Problem requirements
Produce an exact copy of the data below.
··· Extracted material ···
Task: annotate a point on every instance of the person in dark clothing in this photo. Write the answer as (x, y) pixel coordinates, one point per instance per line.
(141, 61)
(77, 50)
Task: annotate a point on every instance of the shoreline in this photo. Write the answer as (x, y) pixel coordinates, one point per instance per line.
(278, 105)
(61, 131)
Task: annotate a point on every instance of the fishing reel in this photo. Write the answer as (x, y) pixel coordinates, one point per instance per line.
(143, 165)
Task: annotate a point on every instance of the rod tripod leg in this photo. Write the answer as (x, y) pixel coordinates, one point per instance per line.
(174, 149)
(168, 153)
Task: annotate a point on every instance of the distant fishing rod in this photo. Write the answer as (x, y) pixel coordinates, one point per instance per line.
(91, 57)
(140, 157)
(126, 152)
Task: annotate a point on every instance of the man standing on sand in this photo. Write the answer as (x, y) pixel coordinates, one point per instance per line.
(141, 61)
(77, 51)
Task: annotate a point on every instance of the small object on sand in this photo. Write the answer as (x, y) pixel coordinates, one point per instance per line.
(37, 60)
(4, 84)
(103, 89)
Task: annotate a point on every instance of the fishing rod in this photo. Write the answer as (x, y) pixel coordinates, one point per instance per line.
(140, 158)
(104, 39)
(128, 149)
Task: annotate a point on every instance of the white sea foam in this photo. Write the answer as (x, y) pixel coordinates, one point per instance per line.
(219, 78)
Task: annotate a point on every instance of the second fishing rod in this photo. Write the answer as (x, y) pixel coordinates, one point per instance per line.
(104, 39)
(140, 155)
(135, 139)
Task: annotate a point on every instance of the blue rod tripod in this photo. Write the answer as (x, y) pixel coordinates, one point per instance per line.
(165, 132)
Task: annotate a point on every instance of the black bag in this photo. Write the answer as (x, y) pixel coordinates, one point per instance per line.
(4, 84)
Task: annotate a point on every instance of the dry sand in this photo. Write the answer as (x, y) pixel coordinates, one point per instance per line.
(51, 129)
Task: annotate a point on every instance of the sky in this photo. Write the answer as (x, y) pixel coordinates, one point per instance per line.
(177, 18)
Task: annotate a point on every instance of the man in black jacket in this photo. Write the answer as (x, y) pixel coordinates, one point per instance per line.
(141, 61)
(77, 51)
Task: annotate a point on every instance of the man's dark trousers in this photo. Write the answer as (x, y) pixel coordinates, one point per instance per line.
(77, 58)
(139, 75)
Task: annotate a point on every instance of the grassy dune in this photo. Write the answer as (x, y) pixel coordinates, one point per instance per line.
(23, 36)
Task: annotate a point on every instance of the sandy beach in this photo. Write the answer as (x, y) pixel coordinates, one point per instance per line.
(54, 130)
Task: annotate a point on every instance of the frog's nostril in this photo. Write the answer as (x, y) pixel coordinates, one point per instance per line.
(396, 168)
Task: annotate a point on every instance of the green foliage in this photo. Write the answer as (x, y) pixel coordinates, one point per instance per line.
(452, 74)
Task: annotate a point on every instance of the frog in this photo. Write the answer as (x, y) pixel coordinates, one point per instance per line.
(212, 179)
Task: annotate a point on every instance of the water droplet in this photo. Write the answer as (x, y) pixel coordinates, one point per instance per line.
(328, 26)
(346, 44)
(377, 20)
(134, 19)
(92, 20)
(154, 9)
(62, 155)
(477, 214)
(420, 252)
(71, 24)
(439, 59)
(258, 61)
···
Answer space
Task: annotate a point on every instance of the person in dark clothing in this photo. Write the answer as (x, y) pixel coordinates, one point per instance per line.
(141, 61)
(77, 50)
Task: annotate a point on every instance of the shoreline in this photo. Write the answer as (x, y) pixel coordinates, one point per instance per line.
(278, 105)
(61, 131)
Task: annotate a point on every instance of the fishing reel in this photo. Write the answer as (x, y) pixel coordinates, one point per instance per line.
(143, 165)
Task: annotate a point on every instance of the rod tripod leg in this photo. Write the answer as (x, y) pixel coordinates, one point per instance per line.
(174, 149)
(168, 153)
Task: annotate a point on every instance of the distant fishing rod in this photo. Write the answer as (x, y) pixel coordinates, one point per instance per line.
(91, 57)
(140, 157)
(126, 152)
Task: annotate a point on every instance of the man standing on sand in this photo. Write the answer as (x, y) pixel coordinates, one point per instance per line.
(141, 61)
(77, 51)
Task: annotate a point on every instance of the small object on sand in this photo. Write the answer as (x, y) pixel coordinates, one point per instance per line.
(37, 60)
(4, 84)
(103, 89)
Task: annotate a point on every instance of the fishing rod in this photo. Write the answer as (x, y) pixel coordinates, one point per instance per line.
(140, 158)
(104, 39)
(128, 149)
Task: annotate a point on every instance of the white sea foam in this photo. Write the answer as (x, y) pixel coordinates, one point per instance per line.
(219, 78)
Task: annotate a point on every instance of the second fishing rod in this photo. Write the answer as (x, y) pixel coordinates, one point per instance per line.
(104, 39)
(140, 155)
(135, 139)
Task: annotate a point on every instance of the blue rod tripod in this photo. Write the answer as (x, y) pixel coordinates, one point per instance per line.
(165, 132)
Task: annotate a point on every instance of the black bag in this photo. Write the answer as (x, y) pixel coordinates, one point per instance per line.
(4, 84)
Task: annotate a point on every instance of the dry sand in this photo. Write the answer as (x, y) pixel coordinates, one point per instance per line.
(51, 129)
Task: annotate a point on every instance of the sky in this photo. Write the answer as (x, y) pixel coordinates, one point per instance per line.
(177, 18)
Task: annotate a point on every instance of the man in black jacket in this photo. Write the answer as (x, y) pixel coordinates, one point per instance per line.
(141, 61)
(77, 51)
Task: annotate a point on every instance of the man's dark trousers in this photo. Write the answer as (x, y) pixel coordinates, one point per instance per line.
(77, 58)
(139, 75)
Task: annotate a point on every instance of the grassy dune in this photo. Write the answer as (x, y) pixel coordinates, one point per instance per line.
(23, 36)
Task: annotate a point on every instance of the sandy beach in this photo. Write the answer as (x, y) pixel coordinates, one point per instance per line.
(54, 130)
Task: annotate a point on every instance of the frog's nostril in this photo. Write the answer as (x, y) pixel coordinates, one point per instance per line.
(396, 168)
Task: annotate a point on every instance of the green foliage in this photo. Write the answer as (x, y) pixel coordinates, one point per instance per line.
(452, 74)
Task: annotate a point on every instance of the frog in this photo. Write the answer as (x, y) pixel coordinates, one point per instance per line.
(212, 179)
Task: annotate a point on every instance of the water droplet in this photo. Write the answer as (x, y) pixel coordinates, one point per instance per line.
(328, 26)
(346, 44)
(377, 20)
(134, 19)
(92, 20)
(154, 9)
(62, 155)
(477, 214)
(420, 252)
(71, 24)
(439, 59)
(258, 61)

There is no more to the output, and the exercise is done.